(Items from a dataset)
· · · ·

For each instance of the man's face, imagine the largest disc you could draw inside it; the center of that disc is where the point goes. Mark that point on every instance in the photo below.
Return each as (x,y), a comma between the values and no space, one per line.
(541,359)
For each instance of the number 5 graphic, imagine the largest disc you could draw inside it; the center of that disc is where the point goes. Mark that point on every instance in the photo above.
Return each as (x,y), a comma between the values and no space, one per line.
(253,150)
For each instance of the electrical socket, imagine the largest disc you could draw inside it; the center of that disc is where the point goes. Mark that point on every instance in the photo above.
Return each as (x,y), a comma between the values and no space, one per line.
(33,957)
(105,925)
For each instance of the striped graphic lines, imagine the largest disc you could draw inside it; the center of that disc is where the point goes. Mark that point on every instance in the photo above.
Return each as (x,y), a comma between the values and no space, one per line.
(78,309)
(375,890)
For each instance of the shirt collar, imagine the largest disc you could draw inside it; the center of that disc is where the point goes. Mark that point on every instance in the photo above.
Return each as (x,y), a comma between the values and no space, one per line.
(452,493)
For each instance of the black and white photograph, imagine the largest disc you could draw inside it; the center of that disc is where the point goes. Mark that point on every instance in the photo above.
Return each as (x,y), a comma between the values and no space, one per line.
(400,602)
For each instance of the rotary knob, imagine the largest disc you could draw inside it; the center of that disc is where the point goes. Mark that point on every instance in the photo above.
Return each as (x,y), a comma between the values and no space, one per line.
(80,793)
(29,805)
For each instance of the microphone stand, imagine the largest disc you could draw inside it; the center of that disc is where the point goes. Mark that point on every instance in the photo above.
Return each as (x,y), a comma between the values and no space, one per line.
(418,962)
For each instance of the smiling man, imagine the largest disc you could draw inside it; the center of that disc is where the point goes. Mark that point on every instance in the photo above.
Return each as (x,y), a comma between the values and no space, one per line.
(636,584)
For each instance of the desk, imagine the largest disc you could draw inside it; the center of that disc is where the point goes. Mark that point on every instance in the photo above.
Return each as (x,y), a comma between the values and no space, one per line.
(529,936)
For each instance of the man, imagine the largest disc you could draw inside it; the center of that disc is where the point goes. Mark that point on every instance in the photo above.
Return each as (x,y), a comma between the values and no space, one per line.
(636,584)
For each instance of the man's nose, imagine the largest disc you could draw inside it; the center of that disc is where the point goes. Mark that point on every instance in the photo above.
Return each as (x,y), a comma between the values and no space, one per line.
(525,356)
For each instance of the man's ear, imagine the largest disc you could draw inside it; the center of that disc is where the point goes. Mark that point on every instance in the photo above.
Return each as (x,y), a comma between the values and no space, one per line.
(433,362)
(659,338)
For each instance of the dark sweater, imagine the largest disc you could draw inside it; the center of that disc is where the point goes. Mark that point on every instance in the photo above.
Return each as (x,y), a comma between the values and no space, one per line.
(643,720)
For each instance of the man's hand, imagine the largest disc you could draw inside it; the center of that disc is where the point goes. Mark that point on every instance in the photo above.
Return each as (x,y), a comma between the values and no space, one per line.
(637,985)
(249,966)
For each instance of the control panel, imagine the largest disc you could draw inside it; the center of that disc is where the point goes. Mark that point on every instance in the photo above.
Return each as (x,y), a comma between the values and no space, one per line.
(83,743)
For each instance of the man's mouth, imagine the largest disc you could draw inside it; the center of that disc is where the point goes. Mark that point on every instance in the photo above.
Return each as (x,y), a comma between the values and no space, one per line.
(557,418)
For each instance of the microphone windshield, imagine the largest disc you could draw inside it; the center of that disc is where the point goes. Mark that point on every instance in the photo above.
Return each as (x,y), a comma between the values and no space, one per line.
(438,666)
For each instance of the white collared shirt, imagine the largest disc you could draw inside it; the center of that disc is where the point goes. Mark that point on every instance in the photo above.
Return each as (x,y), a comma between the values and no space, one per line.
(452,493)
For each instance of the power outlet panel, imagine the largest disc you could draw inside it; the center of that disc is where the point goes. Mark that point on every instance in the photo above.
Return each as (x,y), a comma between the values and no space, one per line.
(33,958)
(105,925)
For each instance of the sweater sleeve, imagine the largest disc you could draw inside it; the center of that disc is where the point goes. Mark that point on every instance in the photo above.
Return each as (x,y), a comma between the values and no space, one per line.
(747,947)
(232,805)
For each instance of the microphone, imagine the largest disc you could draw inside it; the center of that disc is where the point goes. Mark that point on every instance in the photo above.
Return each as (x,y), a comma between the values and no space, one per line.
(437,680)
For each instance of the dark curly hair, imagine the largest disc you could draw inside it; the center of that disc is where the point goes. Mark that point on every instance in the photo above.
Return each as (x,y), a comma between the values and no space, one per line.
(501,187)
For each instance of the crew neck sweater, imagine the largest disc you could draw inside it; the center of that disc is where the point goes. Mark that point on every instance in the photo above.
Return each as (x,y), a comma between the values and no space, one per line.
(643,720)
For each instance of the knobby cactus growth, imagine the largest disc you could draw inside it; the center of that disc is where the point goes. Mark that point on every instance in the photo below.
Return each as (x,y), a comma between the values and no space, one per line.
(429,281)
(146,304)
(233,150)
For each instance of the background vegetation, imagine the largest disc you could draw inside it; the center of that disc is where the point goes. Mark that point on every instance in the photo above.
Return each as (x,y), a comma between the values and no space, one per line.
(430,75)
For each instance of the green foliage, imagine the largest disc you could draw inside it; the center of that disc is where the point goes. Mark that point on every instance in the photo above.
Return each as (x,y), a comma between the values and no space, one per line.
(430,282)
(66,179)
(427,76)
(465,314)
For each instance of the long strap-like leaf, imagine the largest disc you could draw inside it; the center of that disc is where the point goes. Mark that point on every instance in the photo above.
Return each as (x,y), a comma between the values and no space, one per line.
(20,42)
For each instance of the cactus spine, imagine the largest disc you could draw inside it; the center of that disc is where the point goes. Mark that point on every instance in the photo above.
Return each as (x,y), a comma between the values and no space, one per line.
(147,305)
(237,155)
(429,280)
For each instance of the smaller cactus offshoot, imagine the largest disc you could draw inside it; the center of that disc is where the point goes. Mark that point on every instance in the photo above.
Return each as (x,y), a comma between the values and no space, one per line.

· · · ·

→ INSTRUCTION
Copy the entries above exactly, leaving none out.

→ FINAL RESULT
For each instance of the man's face, imagine the largest disc you could draw inside it; the center of that disc is where the point goes. Mark that point on every instance in the photo below.
Return each as (x,y), a comma between the values and no space, one per line.
(541,359)
For each instance of the number 5 graphic, imagine the largest disc you could draw inside it; the center of that disc is where the point goes. Mark that point on every instance in the photo above.
Return each as (x,y), a comma between the values and no space, one per line.
(253,150)
For each instance of the electrical socket, imagine the largest disc you could draw inside it; the center of that disc is where the point goes. Mark that point on every instance in the photo above.
Return each as (x,y), a comma between the values and no space, one per line.
(33,957)
(105,925)
For each instance of the striped graphic lines, imagine the largest disc you could draw inside it; the center of that disc is where the point goes. Mark that point on every instance in the photo above.
Return each as (x,y), a comma between the values and no space, one per line.
(78,309)
(375,890)
For each instance of the shirt collar, imagine the largest disc you could draw inside it; the center of that disc is where the point goes. Mark that point on every instance in the photo above.
Return each as (x,y), a comma between the values and no space, one per line.
(452,493)
For each instance of the black and white photograph, imagine the largest disc you could draw inside it; the center of that disc is where the point goes. Mark that point on every instance in the photo above.
Return each as (x,y), a comma between the values and no space, one per line.
(400,602)
For each instance of the rotary knob, imagine the largest disc you could draw inside it; the center of that disc is where the point goes. Mark that point on every instance in the photo above.
Return each as (x,y), a comma between the values and no space, one per line.
(80,793)
(29,805)
For each instance of the microphone stand, imagine the largest disc you could draw inside it; the center of that disc is where the point goes. Mark that point on every instance in the photo above.
Return each as (x,y), a comma between the values and no space, one per line.
(418,962)
For each instance of the smiling man, imagine the largest disc you could draw inside it; the center of that disc is where the point goes. Mark that point on every instance in the photo above.
Return each as (x,y), a comma between the values and no space, one per line.
(636,584)
For each instance of the desk, imagine the largest disc you could draw inside it; the center of that disc is where the point goes. Mark that point on every instance in the photo above.
Return each as (x,y), a comma between the values and no space, one per line.
(529,936)
For each instance of the man, imagine the largest disc you could draw inside it; the center of that disc is where the point goes. Mark that point on every instance in the photo above.
Return each as (x,y), a comma between the values and no space, one per line.
(636,584)
For each instance of the man's nose, imagine the largest disc you could draw inside it; the center of that disc is where the point goes. Mark that point on every instance in the photo above.
Return each as (x,y), a comma between the values and no space, one per line.
(525,356)
For each instance of the man's ear, imagine the largest disc you could draw inside it; the center of that disc is where the point goes. Mark that point on every instance in the photo above.
Return each as (x,y), a comma between the values and no space, one per line.
(433,362)
(659,338)
For each instance of the dark sweater, imagine the largest disc you could draw inside it; the center of that disc is where the point goes. Mark that point on every instance in the photo above.
Return each as (x,y), a comma between the values and no space, one per line.
(643,720)
For each instance of the man's hand, imagine the largest disc you could draw inside it; the center of that disc is where the point goes. Mark that point on every instance in the photo above.
Return each as (x,y), a comma between the values and no space, one per line.
(637,985)
(249,966)
For each instance of the control panel, imagine the largest disc you could draw inside it; the center of that disc is where the point goes. Mark that point on every instance in the photo above.
Return each as (x,y), a comma between the values and no space, one per line.
(83,743)
For each instance of the man's mouth, imagine the largest disc you could draw inside it; the center of that disc is where the point goes. Mark that point on every instance in the photo above.
Return each as (x,y), a comma between the values and no space, one per line.
(557,418)
For each instance of the microphone windshield, imagine the largest disc you could draw inside it; the center of that disc is where the point goes. Mark that point on every instance in the photo above.
Return each as (x,y), a comma between the values and no space, one per line.
(438,666)
For each instance of the white collared shirt, imagine the largest disc you could draw inside it; the center of that disc is where the point goes. Mark that point on every instance in the photo above.
Return each as (x,y), a comma between the values and no space, one per line.
(452,493)
For each instance of the power outlet panel, imagine the largest disc you could draw inside it; the center of that disc is where the point goes. Mark that point on every instance in the photo above.
Return each as (x,y), a comma between the values and no space, one per line.
(33,958)
(105,925)
For each instance of the sweater sleeve, imagine the largest disc you could draw inside it; the center of that disc is where the point goes. Mark that point on every instance in the photo above.
Return each as (x,y), a comma between the values and no space, one per line.
(747,947)
(232,805)
For each instance of the microphone, imagine the largest disc you could draw inside it; the center of that disc is where the point goes. Mark that point on every instance in the photo above.
Return each as (x,y), a comma between the values and no space, one per line.
(437,680)
For each instance of the dark curly hair, imagine the largest disc you could draw inside it; the center of that disc is where the point goes. Mark that point on every instance in the photo above.
Return each as (x,y), a comma between the values and no space, one per line.
(501,187)
For each instance of the crew neck sweater, imagine the largest disc you could draw inside it; the center of that disc is where the point goes. Mark that point on every instance in the photo above.
Return each as (x,y), a comma between the values and no space, one per line.
(643,720)
For each instance of the knobby cactus growth, imagine the largest disc you could draw inside it; the center of that disc is where the point goes. Mark that point on every instance in the photo below.
Return each as (x,y), a comma between the values and no space, one per line.
(429,281)
(146,304)
(233,150)
For each instance of the background vegetation, imagine the largest disc you could draw inside it; the center of that disc is where the point goes. Mark that point on every instance in the photo above.
Return each as (x,y), a comma between the values and no space, one per line.
(430,75)
For each instance of the green foliage, imagine the largest disc you could draw inside it; the center of that disc is where the point goes. Mark that point on every instance in the photo above.
Return each as (x,y), a comma between the values and no space, one per line.
(430,282)
(66,179)
(427,76)
(465,314)
For each instance of the long strap-like leaf, imagine the largest disc you could draw inside it; the center of that disc is where the point goes. Mark that point on every instance in the photo above.
Return each as (x,y), a comma between the values and no space, one per line.
(20,42)
For each instance of the cactus spine, imagine the largest disc you could draw inside it; the center of that disc is where the point goes. Mark that point on every instance in the photo above.
Return each as (x,y), a comma between the values and no space, one per line.
(147,305)
(237,155)
(429,280)
For each instance of the smaller cactus offshoot, imagine the largest disc you could draw inside it; the center of that disc is where the point goes. Mark that point on every instance in the photo above.
Return each as (x,y), a comma between the values and no space, one per line.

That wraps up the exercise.